Trump and Biden hit the trail in a charged election week
Updated: 2020-10-19 11:28
WASHINGTON - US President Donald Trump and rival Joe Biden hit the ground Sunday in the swing states that will decide the US election, as the campaign turns increasingly vicious 16 days before voting.
Trump, scrambling to make up lost ground, is on a furious multi-state barnstorming tour, hopping on Sunday from Nevada to California and then back to Nevada for a day of rallies and fundraising, before moving on to Arizona on Monday.
He also plans rallies later in the week in Pennsylvania and North Carolina.
An infrequent church-goer, he attended services Sunday in a cavernous -- but not entirely full -- evangelical church in Las Vegas. Congregants prayed for him, and when a collection plate was passed, a pool photographer saw Trump toss in a handful of $20 bills.
Biden, a practicing Catholic, attended Mass with his wife Jill at their church near Wilmington, Delaware, before walking outside to visit the grave of son Beau, who died of brain cancer in 2015.
Limiting his own campaign itinerary due to pandemic concerns, the 77-year-old Biden then flew to North Carolina for a pair of events.
In Durham, the mask-wearing former vice president jogged to a stage in a parking lot where people in dozens of vehicles waited for him.

──────────────────────────────

## Work instruction A
Name every US state mentioned in the election-campaign report.
## Work instruction B
Extend the report on the Trump and Biden campaign week, picking up after its final sentence.
The material that comes next has no connection to the election-campaign report.

## Material provided
──────────────────────────────

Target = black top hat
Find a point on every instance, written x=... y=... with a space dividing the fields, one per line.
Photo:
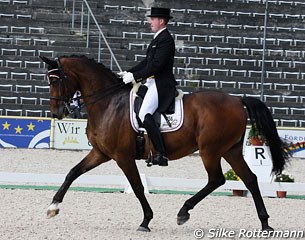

──────────────────────────────

## Reply A
Nevada, California, Arizona, Pennsylvania, North Carolina, Delaware

## Reply B
"We choose hope over fear, we choose unity over division, science over fiction and yes, we choose truth over lies," he told them.
His motorcade also made an unannounced stop to allow him and his granddaughter to order milkshakes, with Biden -- keen to play up the stark differences between his campaign and Trump's -- keeping his mask on throughout.
Both men are working to rouse their political bases and appeal to the seemingly small number of undecided voters in an election that could revolve on voter turnout.
One key opportunity comes this week with the candidates' final nationally televised debate, on Thursday evening in Nashville, Tennessee.
Their first debate descended into a chaotic stream of interruptions by Trump, head-shaking and angry rejoinders; the second was replaced by dueling town-hall meetings after Trump refused to debate virtually on the heels of his bout with coronavirus.
The final debate will be face-to-face.